- What is required
Retype the entries exactly, keeping every line intact.

[Stored data entries]
◆ ◆ ◆

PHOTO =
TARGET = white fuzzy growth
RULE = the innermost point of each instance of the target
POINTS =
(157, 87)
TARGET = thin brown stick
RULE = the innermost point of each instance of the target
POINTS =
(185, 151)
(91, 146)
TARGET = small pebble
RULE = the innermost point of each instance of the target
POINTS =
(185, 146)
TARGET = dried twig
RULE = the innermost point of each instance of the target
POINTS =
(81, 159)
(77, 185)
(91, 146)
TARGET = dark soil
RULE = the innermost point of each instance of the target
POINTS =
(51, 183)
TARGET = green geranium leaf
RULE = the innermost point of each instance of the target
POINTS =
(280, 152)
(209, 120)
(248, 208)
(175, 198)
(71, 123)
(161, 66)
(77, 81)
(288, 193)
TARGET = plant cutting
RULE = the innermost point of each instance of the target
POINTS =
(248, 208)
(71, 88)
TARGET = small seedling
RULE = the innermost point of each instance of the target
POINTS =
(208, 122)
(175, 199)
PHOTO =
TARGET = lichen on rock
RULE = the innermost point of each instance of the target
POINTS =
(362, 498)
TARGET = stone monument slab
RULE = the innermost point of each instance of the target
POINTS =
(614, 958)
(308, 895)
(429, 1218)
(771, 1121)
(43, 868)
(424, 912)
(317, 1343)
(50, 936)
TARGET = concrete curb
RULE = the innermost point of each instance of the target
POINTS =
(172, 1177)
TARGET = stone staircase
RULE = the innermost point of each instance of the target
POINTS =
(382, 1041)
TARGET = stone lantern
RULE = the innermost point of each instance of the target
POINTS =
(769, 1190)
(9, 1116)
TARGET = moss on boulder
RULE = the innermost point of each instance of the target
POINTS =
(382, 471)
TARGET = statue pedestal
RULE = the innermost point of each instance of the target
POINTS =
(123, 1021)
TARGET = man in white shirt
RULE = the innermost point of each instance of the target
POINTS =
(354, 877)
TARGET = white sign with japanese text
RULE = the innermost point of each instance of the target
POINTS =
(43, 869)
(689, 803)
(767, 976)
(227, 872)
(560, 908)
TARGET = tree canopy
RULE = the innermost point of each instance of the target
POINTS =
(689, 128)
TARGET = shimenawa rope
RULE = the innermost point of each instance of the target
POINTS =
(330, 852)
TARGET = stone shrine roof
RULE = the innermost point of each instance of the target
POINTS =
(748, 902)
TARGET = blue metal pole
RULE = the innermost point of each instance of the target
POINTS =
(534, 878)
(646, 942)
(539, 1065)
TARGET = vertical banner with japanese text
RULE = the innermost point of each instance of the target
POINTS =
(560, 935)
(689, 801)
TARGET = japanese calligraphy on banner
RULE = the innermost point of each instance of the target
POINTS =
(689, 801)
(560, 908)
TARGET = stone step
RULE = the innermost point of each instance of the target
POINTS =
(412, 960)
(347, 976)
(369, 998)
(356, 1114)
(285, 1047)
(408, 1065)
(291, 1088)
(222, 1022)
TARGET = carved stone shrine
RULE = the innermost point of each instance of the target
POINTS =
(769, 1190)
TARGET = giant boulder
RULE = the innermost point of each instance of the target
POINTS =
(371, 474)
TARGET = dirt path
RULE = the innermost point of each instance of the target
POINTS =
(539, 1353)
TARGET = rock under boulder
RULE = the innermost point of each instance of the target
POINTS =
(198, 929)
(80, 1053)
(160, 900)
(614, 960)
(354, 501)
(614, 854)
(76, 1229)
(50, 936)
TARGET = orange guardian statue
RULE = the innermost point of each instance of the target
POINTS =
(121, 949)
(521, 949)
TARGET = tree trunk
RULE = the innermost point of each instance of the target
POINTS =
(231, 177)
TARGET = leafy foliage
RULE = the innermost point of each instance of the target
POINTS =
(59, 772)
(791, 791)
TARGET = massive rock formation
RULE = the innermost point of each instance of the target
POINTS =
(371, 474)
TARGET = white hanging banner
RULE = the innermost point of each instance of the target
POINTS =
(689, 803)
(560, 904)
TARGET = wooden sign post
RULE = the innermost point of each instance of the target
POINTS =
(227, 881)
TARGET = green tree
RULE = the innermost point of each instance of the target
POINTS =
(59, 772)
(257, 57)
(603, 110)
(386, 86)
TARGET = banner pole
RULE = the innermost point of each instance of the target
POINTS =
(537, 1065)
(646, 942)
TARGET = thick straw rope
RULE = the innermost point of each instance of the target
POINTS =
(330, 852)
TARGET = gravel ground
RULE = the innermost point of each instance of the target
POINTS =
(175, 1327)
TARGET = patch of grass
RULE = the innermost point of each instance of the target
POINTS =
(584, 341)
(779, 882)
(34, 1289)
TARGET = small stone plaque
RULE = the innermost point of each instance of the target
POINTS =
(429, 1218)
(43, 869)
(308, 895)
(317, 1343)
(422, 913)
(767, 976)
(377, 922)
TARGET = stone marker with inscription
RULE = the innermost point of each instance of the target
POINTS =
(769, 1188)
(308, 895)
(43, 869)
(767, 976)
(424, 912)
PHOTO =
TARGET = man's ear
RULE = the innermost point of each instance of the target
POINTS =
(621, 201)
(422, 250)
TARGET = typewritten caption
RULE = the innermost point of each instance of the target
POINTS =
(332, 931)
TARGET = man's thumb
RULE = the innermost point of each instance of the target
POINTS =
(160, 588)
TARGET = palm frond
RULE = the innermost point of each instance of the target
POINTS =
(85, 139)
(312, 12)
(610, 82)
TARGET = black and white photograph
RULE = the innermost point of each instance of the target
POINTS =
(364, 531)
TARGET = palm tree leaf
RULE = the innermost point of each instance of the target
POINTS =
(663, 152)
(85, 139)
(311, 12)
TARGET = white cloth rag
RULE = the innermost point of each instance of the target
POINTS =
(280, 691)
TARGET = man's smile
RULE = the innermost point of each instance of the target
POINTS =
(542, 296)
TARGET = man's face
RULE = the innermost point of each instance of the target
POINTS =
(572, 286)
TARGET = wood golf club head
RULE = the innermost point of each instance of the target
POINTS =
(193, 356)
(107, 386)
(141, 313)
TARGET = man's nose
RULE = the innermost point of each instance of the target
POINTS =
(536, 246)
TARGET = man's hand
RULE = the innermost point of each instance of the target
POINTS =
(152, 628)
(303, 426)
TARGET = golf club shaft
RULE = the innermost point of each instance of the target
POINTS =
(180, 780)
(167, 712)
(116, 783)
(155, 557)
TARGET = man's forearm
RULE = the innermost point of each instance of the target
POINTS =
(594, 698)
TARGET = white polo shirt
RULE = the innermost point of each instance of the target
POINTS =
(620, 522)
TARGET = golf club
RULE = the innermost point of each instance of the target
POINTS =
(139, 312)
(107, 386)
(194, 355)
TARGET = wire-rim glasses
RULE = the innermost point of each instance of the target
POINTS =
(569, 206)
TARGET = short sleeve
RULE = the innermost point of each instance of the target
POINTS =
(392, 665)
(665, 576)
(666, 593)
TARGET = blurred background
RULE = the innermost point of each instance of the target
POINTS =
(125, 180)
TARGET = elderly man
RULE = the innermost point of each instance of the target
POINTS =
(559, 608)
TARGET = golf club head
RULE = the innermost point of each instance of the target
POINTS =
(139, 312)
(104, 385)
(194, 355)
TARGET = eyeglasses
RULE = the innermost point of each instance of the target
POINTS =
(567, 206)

◆ ◆ ◆

- Task response
PHOTO =
TARGET = white fuzzy growth
RULE = the innermost point of each instance of the target
POINTS =
(157, 87)
TARGET = thin brown stick
RULE = the innermost point of each instance of the target
POINTS =
(185, 151)
(91, 146)
TARGET = small pebble
RULE = the innermost point of each instance of the target
POINTS =
(185, 146)
TARGET = dried twig
RULE = the innermost point of each instance of the target
POINTS =
(81, 159)
(77, 185)
(91, 146)
TARGET = dark soil
RULE = the innermost point of each instance of the target
POINTS =
(51, 183)
TARGET = green geranium leaf
RULE = the innermost point of each instance of the target
POINTS =
(280, 152)
(209, 120)
(248, 208)
(175, 198)
(71, 123)
(161, 66)
(77, 81)
(288, 193)
TARGET = plant cutting
RULE = the innermost point of each instance of the target
POINTS =
(248, 208)
(71, 88)
TARGET = small seedling
RULE = the innermost point of each instance of the target
POINTS =
(208, 122)
(175, 199)
PHOTO =
TARGET = lichen on rock
RULE = the innermost point of each instance of the target
POINTS =
(362, 498)
TARGET = stone monument slab
RULE = the innermost point of each instance of the target
POINTS =
(614, 958)
(308, 895)
(429, 1218)
(771, 1121)
(43, 868)
(424, 912)
(317, 1343)
(50, 936)
TARGET = concrete curb
RULE = the innermost point of each instance of the target
POINTS =
(172, 1177)
TARGET = stone staircase
RULE = the innermost point of each instance of the target
POINTS =
(382, 1041)
TARGET = stone lantern
RULE = the innermost point of each instance of the target
POINTS =
(769, 1190)
(9, 1116)
TARGET = moss on boulder
RULE = the innermost point of each instance of the target
POINTS =
(382, 471)
TARGET = statue pedestal
RULE = the innermost point of each instance of the target
POINTS =
(123, 1021)
TARGET = man in white shirt
RULE = the innermost point of each instance of the target
POINTS =
(354, 877)
TARGET = white sign with japanese text
RULE = the innermost point of each instance of the target
POINTS =
(43, 869)
(689, 803)
(767, 976)
(227, 872)
(560, 908)
TARGET = tree canopy
RULE = the innermost point of each instance of the target
POINTS =
(689, 128)
TARGET = shimenawa rope
RULE = the innermost point of each instance of the target
POINTS =
(330, 852)
TARGET = stone shrine roof
RULE = the innermost point of each instance of the target
POINTS =
(748, 902)
TARGET = blue metal pole
RULE = the innermost point of each instance of the target
POINTS =
(534, 878)
(646, 942)
(539, 1065)
TARGET = vertical banner with japanese text
RULE = the innermost point of each instance of the target
POINTS =
(560, 935)
(689, 801)
TARGET = japanese calligraphy on banner
RULE = the innermost point of each instance of the target
POINTS =
(689, 801)
(560, 908)
TARGET = stone step
RULE = the innermost point of each instance of the target
POINTS =
(412, 960)
(347, 976)
(369, 998)
(356, 1114)
(285, 1047)
(408, 1065)
(291, 1088)
(222, 1022)
TARGET = carved stone shrine
RULE = the innermost point of each instance of the target
POINTS =
(769, 1190)
TARGET = giant boulder
RULE = the innermost point of each instance of the target
POINTS =
(371, 474)
TARGET = dirt path
RULE = the innermost point of each instance of the target
POINTS =
(539, 1353)
TARGET = rock under boulder
RULE = the innermost point of each instance of the target
POINTS =
(198, 929)
(80, 1053)
(160, 900)
(614, 960)
(354, 501)
(614, 854)
(76, 1229)
(50, 936)
TARGET = orange guardian statue
RULE = the innermost point of each instance of the target
POINTS =
(121, 949)
(521, 949)
TARGET = tree trunk
RULE = the innermost point of each instance of the target
POINTS =
(231, 177)
TARGET = leafy foliage
RULE = the innermost point of each instance of the target
POINTS =
(59, 772)
(791, 791)
TARGET = massive rock formation
RULE = the innermost point of each instance of the target
POINTS =
(371, 474)
TARGET = white hanging banner
RULE = the innermost point of each instance of the target
POINTS =
(689, 803)
(560, 904)
TARGET = wooden sign post
RULE = the innermost point of each instance of the target
POINTS =
(227, 881)
TARGET = green tree
RULE = the innermost point of each instance of the target
POINTS =
(59, 772)
(257, 57)
(603, 110)
(386, 86)
TARGET = banner pole
RULE = the innermost point of each instance of the target
POINTS =
(537, 1065)
(646, 942)
TARGET = thick straw rope
RULE = the innermost point of each instance of the target
POINTS =
(330, 852)
TARGET = gravel ground
RULE = the innermost point of each instance of the target
POINTS =
(175, 1327)
TARGET = patch of grass
RULE = the innermost point of each instance of the target
POINTS =
(584, 341)
(779, 882)
(34, 1289)
TARGET = small stone plaque
RULE = the innermost point of each instance of the target
POINTS =
(429, 1218)
(43, 869)
(308, 895)
(317, 1343)
(422, 913)
(767, 976)
(377, 922)
TARGET = stone marker with inscription
RULE = the innermost point of each instance of the target
POINTS =
(769, 1188)
(308, 895)
(43, 869)
(767, 976)
(424, 912)
PHOTO =
TARGET = man's ear
RULE = the innermost point of each instance of the target
POINTS =
(621, 201)
(422, 250)
TARGET = typewritten caption
RULE = the innermost point of each instance of the target
POINTS =
(332, 931)
TARGET = man's thumb
RULE = the innermost point of each instance of the target
POINTS =
(160, 588)
TARGET = palm frond
RULE = the innermost point of each instance of the target
POINTS =
(85, 139)
(312, 12)
(610, 82)
TARGET = black and white photograph
RULE = the innermost point of each instance of the target
POINTS =
(364, 531)
TARGET = palm tree leaf
RULE = the innermost point of each instance of the target
POINTS =
(663, 152)
(85, 139)
(311, 12)
TARGET = white cloth rag
RULE = the innermost point of each instance of the target
POINTS =
(280, 691)
TARGET = man's smile
RULE = the innermost point of each instance of the target
POINTS =
(542, 296)
TARGET = man's face
RULE = the innermost point of each instance of the target
POINTS =
(572, 286)
TARGET = wood golf club head
RULE = the innermost point of each instance of the target
POINTS =
(193, 356)
(107, 386)
(141, 313)
TARGET = man's nose
RULE = the innermost point of each instance of the target
POINTS =
(536, 246)
TARGET = man's hand
RULE = the innermost point of each instance of the target
POINTS =
(152, 628)
(303, 426)
TARGET = golf club shaft
RULE = the innermost point of each instance of the target
POINTS =
(180, 780)
(167, 712)
(116, 783)
(155, 557)
TARGET = man's forearm
RULE = the innermost point of each instance of the target
POINTS =
(594, 698)
TARGET = white polo shirt
RULE = the innermost point of each instance of the target
POINTS =
(620, 522)
TARGET = golf club
RULE = the innermost point of each instance of the target
POINTS =
(139, 312)
(107, 386)
(194, 355)
TARGET = wire-rim glasses
RULE = the innermost point of each instance of the target
POINTS =
(569, 206)
TARGET = short sleeve
RULE = the innermost point of each instance of the target
POINTS =
(392, 665)
(665, 576)
(666, 593)
TARGET = blurred background
RULE = the innermost point of each instance of the target
POINTS =
(125, 180)
TARGET = elderly man
RULE = the innermost point of each instance of the target
POINTS =
(559, 608)
TARGET = golf club head
RULE = the innermost point of each instance of the target
POINTS =
(139, 312)
(104, 385)
(194, 355)
TARGET = eyeglasses
RULE = the innermost point of each instance of the target
POINTS =
(567, 206)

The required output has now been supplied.